Filter the data below, keeping only the lines that contain the word "metal". Copy those lines over unchanged.

(Rows of box annotation data)
▼

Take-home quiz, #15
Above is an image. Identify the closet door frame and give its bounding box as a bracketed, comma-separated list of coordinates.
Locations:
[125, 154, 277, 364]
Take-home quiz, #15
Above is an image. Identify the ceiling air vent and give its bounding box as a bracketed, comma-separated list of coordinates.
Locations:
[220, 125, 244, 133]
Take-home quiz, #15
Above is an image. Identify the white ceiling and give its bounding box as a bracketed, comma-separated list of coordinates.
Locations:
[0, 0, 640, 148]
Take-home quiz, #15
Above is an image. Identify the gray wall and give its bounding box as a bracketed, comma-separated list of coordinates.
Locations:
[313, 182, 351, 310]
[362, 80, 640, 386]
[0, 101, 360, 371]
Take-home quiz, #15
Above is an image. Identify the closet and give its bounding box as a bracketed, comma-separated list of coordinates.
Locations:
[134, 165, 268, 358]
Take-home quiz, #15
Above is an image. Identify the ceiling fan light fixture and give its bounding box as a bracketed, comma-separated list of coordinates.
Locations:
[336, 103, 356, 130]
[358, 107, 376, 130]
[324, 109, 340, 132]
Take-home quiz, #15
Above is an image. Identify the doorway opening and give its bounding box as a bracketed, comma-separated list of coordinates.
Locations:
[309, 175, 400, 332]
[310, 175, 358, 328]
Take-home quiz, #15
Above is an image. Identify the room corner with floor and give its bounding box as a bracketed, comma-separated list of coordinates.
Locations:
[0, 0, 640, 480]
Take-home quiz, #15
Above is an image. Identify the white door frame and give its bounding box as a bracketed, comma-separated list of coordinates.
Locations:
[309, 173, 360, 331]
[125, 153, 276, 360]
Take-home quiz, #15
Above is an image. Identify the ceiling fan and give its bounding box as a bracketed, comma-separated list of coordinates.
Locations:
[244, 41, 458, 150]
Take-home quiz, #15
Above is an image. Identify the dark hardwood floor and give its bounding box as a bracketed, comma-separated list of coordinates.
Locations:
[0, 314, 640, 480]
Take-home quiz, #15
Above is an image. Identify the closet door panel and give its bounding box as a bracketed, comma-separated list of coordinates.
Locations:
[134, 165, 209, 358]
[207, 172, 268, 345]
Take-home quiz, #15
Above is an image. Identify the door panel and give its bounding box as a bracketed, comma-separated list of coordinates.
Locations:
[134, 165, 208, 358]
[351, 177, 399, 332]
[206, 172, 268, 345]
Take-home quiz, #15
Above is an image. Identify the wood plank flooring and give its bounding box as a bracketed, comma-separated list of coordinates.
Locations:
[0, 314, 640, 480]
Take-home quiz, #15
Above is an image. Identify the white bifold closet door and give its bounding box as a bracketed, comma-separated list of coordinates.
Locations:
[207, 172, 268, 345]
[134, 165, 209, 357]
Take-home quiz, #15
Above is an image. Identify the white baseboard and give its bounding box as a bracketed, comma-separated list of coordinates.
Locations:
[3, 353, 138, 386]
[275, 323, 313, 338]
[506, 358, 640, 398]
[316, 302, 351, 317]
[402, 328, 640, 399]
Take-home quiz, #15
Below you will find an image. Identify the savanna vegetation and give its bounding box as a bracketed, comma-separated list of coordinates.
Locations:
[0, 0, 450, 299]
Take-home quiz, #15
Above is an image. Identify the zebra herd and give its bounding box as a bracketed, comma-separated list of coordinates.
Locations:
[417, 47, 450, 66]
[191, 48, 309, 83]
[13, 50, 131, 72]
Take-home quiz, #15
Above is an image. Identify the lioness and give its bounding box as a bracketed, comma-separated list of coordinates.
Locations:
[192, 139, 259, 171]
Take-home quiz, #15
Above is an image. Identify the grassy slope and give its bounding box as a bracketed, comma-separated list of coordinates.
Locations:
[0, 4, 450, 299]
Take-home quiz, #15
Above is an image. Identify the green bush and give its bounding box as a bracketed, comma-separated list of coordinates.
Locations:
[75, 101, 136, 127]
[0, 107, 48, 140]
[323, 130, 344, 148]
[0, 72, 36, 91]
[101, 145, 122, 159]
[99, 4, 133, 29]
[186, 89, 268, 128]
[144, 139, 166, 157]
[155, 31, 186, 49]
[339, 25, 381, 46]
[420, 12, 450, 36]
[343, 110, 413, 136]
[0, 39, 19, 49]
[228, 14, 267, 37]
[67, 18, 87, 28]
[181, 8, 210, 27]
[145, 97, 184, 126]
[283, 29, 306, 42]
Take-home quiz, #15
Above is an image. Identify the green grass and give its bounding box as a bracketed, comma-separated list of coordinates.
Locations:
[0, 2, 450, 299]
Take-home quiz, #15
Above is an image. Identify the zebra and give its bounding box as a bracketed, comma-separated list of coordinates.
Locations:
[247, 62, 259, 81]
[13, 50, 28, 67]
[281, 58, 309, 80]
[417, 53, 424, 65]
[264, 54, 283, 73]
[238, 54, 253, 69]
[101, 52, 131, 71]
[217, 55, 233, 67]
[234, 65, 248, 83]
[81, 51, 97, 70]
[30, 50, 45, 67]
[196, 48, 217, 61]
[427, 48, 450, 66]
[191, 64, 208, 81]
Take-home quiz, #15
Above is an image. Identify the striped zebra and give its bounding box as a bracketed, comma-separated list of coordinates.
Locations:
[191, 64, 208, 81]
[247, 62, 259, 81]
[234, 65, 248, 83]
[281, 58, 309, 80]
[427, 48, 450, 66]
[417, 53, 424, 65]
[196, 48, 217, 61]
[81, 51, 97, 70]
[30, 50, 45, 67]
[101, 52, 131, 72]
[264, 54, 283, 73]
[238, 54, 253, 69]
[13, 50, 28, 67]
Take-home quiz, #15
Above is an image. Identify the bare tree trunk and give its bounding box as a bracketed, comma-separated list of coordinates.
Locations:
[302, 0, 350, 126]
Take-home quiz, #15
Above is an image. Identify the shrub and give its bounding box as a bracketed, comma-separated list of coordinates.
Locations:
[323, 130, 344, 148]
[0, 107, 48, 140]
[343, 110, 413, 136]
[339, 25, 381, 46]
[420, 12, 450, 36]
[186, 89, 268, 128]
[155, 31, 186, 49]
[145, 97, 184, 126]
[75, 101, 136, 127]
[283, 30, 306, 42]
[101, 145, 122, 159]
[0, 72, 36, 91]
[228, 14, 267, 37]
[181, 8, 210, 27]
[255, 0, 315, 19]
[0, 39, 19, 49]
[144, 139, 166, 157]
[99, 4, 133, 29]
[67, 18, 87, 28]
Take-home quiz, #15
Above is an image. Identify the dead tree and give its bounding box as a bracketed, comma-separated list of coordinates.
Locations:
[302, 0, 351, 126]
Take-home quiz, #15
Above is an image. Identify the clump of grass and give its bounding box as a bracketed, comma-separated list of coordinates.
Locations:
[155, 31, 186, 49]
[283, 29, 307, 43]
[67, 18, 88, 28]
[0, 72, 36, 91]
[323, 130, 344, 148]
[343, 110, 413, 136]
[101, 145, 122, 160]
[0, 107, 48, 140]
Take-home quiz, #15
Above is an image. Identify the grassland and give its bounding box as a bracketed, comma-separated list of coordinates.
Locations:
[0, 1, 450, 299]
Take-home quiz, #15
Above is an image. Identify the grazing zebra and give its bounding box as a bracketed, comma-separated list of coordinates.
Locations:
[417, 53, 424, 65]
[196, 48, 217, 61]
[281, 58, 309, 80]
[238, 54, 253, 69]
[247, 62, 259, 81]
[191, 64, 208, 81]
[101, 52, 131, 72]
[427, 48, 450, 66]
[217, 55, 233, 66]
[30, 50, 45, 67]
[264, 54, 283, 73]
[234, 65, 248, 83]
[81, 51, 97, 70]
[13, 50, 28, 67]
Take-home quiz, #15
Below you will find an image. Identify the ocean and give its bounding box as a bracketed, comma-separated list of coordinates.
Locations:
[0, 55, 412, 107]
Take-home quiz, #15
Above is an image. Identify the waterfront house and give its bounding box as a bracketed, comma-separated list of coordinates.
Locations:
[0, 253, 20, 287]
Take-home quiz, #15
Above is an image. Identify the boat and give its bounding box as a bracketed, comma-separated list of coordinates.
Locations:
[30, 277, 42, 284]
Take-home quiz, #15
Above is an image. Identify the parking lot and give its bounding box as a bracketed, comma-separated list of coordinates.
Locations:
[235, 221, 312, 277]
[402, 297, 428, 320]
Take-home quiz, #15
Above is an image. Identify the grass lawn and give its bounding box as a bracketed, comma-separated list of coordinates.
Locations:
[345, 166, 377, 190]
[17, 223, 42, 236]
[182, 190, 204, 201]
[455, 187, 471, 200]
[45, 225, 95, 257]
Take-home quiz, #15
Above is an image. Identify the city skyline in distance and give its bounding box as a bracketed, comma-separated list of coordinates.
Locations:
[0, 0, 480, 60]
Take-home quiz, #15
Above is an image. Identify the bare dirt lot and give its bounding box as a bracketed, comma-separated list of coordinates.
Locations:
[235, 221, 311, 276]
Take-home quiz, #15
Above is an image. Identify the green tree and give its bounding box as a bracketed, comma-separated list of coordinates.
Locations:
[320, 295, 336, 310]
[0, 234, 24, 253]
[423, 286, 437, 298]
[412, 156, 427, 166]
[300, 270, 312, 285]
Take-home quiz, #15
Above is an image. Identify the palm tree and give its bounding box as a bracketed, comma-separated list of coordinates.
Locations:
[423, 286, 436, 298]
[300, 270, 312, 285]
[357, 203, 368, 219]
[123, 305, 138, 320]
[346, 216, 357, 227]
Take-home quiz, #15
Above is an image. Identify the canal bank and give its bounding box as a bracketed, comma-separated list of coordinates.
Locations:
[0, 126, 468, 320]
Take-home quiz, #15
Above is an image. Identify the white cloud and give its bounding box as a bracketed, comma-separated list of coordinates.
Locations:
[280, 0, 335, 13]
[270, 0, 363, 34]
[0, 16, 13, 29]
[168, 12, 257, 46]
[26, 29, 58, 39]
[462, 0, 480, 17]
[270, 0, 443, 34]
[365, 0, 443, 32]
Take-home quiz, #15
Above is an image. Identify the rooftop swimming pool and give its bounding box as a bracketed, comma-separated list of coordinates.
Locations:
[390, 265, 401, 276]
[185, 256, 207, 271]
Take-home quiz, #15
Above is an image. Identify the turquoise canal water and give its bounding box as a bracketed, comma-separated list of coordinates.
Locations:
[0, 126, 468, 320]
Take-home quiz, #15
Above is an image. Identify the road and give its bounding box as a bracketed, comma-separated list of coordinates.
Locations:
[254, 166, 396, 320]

▲
▼

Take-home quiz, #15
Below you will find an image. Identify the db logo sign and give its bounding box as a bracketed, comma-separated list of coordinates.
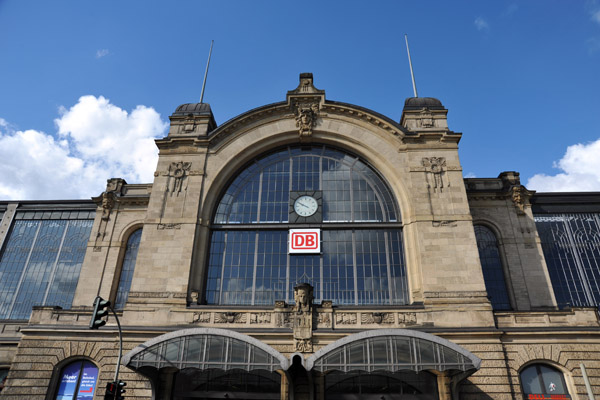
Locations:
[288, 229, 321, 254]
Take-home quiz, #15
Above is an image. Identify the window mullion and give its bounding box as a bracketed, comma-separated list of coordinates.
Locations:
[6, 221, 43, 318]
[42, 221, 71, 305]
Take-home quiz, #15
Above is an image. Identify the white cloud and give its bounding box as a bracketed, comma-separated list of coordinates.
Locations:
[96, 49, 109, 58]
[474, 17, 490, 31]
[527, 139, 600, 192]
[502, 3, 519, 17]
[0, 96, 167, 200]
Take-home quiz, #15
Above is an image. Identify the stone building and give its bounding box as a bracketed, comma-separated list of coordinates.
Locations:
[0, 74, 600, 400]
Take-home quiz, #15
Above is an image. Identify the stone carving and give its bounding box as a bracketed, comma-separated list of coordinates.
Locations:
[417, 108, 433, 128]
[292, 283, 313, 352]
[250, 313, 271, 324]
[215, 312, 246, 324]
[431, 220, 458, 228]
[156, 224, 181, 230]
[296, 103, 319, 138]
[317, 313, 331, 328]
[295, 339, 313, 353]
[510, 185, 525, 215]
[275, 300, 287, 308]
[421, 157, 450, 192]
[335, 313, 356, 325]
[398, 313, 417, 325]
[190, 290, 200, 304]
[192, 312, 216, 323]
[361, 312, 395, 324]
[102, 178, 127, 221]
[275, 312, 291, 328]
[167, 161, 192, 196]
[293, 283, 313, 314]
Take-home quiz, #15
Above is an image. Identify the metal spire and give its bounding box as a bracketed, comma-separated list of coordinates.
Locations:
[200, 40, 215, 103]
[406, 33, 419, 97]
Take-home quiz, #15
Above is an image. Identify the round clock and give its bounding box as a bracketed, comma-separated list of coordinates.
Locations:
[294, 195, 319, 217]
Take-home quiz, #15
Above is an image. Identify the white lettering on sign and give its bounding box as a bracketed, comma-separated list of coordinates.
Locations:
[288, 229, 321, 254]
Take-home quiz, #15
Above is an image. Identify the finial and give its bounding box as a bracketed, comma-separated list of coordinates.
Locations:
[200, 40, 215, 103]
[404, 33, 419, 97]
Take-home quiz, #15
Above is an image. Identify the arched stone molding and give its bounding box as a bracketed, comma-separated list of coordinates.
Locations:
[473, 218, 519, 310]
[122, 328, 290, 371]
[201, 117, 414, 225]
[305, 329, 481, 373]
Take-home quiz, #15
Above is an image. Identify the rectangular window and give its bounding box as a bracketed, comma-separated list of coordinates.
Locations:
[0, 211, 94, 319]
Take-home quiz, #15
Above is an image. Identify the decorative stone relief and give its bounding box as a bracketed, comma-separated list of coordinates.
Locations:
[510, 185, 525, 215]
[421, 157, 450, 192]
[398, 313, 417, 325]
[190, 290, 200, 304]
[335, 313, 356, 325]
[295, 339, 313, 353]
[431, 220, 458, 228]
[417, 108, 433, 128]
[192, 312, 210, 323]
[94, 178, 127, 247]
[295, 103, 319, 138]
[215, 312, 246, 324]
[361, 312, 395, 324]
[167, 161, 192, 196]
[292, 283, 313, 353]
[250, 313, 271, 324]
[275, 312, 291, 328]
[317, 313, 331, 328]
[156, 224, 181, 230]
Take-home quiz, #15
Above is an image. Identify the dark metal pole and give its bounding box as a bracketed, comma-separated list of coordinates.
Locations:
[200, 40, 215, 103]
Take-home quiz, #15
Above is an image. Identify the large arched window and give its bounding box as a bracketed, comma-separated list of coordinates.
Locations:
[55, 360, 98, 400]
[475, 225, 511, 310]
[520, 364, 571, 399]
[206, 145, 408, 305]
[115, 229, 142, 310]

▲

* [Task output]:
Above is an image. Identify the metal spire and give its bounding box as a bracketed, comma-separated list of coordinates.
Above is an image. Identify the dark metal pole and give its bounding box as a bracketed, comma-separated list of coordinates.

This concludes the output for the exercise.